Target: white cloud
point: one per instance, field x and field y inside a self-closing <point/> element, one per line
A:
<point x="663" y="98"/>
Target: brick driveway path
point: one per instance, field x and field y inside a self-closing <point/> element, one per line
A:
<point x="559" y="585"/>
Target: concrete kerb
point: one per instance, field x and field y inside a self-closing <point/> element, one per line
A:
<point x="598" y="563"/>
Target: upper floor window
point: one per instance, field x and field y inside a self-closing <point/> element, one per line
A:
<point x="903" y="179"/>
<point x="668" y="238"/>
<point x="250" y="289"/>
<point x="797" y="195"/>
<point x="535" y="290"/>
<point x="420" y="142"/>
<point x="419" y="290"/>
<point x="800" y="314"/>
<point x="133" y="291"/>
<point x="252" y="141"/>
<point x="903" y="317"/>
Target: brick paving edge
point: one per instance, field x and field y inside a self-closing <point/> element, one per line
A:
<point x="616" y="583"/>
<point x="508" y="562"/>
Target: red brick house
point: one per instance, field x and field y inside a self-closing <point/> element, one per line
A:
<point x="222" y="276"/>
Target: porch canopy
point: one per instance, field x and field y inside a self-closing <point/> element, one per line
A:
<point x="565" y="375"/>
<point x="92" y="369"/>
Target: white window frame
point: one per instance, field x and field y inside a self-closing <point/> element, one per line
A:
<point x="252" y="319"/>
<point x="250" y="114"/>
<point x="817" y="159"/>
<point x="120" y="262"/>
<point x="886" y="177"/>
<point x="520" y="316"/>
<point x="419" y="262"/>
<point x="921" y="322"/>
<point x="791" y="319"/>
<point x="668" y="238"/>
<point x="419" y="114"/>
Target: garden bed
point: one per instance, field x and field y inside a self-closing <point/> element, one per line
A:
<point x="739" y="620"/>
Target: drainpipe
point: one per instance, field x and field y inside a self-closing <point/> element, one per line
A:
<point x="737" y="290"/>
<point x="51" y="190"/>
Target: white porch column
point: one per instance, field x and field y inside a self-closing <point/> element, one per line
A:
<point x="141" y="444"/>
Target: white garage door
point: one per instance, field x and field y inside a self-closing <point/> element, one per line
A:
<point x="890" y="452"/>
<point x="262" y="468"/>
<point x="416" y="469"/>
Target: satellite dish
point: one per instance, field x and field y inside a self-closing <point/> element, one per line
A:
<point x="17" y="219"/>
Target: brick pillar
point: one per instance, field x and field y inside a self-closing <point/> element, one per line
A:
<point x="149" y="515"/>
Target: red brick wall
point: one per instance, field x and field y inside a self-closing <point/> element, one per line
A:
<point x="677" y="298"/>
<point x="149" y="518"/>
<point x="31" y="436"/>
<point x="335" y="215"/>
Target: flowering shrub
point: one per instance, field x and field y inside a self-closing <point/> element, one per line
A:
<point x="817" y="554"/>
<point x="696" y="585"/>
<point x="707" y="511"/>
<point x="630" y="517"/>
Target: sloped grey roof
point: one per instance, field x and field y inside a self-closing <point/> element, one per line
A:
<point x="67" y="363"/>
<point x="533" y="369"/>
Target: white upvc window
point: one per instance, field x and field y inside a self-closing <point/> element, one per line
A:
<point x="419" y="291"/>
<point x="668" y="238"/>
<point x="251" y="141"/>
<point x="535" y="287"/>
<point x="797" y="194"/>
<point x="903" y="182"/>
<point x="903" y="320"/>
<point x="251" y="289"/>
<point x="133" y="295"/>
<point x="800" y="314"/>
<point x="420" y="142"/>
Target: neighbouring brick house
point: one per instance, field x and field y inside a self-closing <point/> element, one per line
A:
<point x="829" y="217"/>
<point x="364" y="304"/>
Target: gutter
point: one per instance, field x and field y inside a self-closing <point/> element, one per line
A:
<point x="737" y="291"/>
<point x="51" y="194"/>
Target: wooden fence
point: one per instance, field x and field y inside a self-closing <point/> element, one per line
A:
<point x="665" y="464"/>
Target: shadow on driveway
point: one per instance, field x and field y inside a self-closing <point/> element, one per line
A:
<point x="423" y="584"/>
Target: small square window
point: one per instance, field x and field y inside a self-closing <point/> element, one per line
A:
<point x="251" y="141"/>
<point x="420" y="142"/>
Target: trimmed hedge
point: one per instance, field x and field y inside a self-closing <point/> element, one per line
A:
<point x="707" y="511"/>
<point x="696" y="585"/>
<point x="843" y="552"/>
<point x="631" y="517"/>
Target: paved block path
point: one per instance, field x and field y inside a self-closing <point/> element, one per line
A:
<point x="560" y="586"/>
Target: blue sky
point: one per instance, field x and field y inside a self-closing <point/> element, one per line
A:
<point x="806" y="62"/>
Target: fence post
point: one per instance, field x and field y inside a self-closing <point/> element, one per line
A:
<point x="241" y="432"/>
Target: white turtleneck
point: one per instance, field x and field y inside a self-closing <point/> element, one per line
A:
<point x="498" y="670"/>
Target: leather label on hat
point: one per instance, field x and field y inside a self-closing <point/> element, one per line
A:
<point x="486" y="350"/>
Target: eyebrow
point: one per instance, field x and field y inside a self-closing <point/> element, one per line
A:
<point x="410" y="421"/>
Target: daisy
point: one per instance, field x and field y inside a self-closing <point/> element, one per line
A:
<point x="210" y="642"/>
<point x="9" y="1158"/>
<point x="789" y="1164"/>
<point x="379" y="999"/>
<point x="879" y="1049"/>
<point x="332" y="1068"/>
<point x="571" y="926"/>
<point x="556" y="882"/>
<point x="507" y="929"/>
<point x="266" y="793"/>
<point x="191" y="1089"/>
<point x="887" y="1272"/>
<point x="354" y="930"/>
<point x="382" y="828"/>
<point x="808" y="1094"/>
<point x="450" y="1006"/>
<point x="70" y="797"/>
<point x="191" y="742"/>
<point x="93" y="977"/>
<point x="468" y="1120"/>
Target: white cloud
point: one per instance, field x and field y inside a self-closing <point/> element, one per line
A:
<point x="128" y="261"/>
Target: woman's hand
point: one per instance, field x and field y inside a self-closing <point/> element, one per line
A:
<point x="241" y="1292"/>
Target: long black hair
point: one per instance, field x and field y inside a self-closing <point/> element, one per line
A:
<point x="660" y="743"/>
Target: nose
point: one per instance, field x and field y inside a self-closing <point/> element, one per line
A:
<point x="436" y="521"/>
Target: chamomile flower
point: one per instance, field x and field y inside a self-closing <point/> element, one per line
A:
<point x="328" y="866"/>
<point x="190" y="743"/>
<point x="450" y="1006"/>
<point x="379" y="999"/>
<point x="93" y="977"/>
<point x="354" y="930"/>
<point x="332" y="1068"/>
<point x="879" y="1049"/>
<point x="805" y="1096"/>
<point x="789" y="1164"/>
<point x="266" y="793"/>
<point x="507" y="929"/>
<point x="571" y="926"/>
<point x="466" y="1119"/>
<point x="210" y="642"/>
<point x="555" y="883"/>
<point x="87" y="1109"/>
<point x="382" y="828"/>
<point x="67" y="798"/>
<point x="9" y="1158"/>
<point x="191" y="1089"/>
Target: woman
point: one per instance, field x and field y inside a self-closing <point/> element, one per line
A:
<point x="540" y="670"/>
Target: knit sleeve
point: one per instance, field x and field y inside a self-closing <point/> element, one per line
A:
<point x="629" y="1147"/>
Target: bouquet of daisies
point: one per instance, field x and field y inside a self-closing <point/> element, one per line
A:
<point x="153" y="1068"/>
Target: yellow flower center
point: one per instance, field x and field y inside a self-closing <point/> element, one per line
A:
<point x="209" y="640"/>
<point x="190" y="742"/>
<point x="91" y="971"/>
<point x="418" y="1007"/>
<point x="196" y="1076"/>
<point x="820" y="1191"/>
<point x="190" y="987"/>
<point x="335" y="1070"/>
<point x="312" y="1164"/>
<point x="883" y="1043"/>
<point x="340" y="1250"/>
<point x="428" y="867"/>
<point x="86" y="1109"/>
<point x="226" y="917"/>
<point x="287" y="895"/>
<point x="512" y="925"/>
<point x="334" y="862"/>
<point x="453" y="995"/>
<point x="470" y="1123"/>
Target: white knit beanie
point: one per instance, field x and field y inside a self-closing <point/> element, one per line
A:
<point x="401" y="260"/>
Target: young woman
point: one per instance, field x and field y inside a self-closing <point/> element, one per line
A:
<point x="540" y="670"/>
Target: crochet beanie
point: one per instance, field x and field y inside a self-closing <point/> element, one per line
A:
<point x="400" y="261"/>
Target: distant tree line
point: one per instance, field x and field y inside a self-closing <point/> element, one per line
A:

◆ ◆ ◆

• [WHAT TO PRODUCE]
Give back, unchanged, the run of lines in the listing above that begins at the line containing "Target: white garage door" and ends at the line containing "Target: gutter", both included.

• [WRITTEN SOLUTION]
Target: white garage door
point: one per instance, field x and field y inside a self-closing <point/> element, one per line
A:
<point x="890" y="452"/>
<point x="262" y="468"/>
<point x="416" y="469"/>
Target: satellite dish
point: one per instance, field x and field y inside a self-closing <point/> element, one per line
A:
<point x="17" y="219"/>
Target: brick pillar
point: one per instance, field x and field y inside a self-closing <point/> element, one per line
A:
<point x="149" y="515"/>
Target: red brick wall
point: one per instance, field x and field y inside a self-closing <point/> element, one per line
A:
<point x="677" y="298"/>
<point x="149" y="518"/>
<point x="31" y="436"/>
<point x="335" y="215"/>
Target: flowering shrub
point: one per instance, field x and field y inside a self-closing <point/> element, one per line
A:
<point x="817" y="554"/>
<point x="696" y="585"/>
<point x="707" y="511"/>
<point x="630" y="517"/>
Target: sloped grey roof
point: one per instance, field x and field y inside a self-closing <point/> element, one per line
A:
<point x="67" y="363"/>
<point x="533" y="369"/>
Target: white upvc window
point: one per instance, field x and field y inside a self-closing <point/> element, one per line
A:
<point x="419" y="291"/>
<point x="668" y="238"/>
<point x="251" y="141"/>
<point x="535" y="287"/>
<point x="797" y="194"/>
<point x="903" y="182"/>
<point x="903" y="320"/>
<point x="251" y="289"/>
<point x="133" y="295"/>
<point x="800" y="314"/>
<point x="420" y="142"/>
Target: neighbouring brick house
point: one per instance, field x and field y inside a self-closing <point/> element, one per line
A:
<point x="829" y="217"/>
<point x="364" y="304"/>
Target: gutter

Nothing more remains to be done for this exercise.